Zähle, wie viele Zeilen im folgenden Material die Zeichenfolge „sweater“ enthalten, und nenne nur diese Zahl. Groß- und Kleinschreibung müssen übereinstimmen.

== DATENSÄTZE

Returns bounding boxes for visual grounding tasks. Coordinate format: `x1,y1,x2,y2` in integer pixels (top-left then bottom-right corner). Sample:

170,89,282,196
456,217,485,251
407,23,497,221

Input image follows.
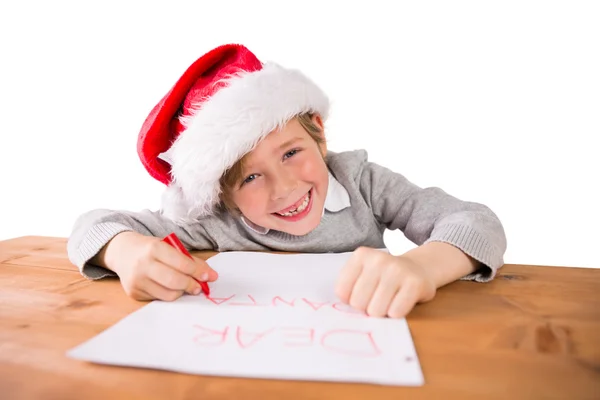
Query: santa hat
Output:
137,44,329,221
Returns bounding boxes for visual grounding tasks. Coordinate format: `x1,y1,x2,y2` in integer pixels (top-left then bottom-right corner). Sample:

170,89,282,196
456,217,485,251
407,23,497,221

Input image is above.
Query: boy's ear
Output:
312,114,325,131
312,114,327,158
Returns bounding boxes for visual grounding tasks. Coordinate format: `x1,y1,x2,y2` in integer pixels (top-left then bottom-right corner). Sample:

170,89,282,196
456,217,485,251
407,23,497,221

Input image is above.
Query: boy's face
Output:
231,116,329,236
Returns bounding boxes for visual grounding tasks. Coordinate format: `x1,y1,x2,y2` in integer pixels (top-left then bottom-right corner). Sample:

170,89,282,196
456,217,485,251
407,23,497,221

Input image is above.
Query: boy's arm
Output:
360,157,506,287
67,209,216,279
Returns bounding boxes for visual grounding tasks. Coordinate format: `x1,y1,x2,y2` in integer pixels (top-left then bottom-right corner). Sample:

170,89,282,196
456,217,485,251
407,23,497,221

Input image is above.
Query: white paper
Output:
67,252,424,386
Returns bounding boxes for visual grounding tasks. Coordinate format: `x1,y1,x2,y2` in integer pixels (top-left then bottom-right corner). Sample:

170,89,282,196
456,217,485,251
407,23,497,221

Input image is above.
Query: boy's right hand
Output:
92,232,218,301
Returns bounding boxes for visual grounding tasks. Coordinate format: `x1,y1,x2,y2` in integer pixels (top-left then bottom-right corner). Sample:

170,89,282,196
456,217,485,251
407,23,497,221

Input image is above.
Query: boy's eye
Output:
242,174,256,183
283,149,298,159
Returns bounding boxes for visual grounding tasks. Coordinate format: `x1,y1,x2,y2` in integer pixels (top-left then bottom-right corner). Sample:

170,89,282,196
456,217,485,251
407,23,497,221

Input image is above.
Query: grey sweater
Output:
67,150,506,282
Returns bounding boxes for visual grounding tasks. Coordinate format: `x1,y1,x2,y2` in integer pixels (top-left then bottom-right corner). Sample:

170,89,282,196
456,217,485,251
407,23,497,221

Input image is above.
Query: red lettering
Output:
321,329,381,357
302,298,329,311
281,326,315,347
271,296,296,307
229,295,264,306
235,326,274,349
331,303,368,317
193,325,229,346
205,294,235,305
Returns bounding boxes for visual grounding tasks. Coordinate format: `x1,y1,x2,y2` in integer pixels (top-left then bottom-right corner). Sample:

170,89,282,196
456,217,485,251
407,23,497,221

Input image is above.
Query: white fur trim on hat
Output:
161,63,329,221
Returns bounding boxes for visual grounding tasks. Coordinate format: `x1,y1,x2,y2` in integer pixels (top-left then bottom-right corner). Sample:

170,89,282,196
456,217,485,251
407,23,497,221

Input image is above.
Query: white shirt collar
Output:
240,172,350,235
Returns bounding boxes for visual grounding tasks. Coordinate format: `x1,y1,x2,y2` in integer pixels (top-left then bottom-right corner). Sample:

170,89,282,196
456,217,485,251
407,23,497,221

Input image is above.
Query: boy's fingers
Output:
147,261,200,294
156,242,218,282
335,250,363,303
387,285,418,318
367,276,400,317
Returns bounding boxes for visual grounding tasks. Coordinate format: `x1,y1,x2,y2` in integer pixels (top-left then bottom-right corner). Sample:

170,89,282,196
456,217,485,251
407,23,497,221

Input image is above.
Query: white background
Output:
0,0,600,267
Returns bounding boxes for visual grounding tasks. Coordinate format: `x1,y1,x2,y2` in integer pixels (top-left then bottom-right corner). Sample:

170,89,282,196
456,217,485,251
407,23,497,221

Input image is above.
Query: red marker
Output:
163,233,210,296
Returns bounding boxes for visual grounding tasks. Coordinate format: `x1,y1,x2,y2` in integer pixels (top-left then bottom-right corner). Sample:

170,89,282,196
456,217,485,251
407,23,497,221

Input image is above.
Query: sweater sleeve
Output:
67,209,215,279
359,156,506,282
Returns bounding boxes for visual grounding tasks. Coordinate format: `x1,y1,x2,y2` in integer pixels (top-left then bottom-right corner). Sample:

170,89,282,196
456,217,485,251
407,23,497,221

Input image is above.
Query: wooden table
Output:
0,236,600,400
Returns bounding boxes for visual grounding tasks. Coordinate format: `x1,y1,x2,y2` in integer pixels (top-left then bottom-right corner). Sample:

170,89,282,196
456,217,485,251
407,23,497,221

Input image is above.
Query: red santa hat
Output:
137,44,329,221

====

SCHRIFTLICHE ANTWORT »
2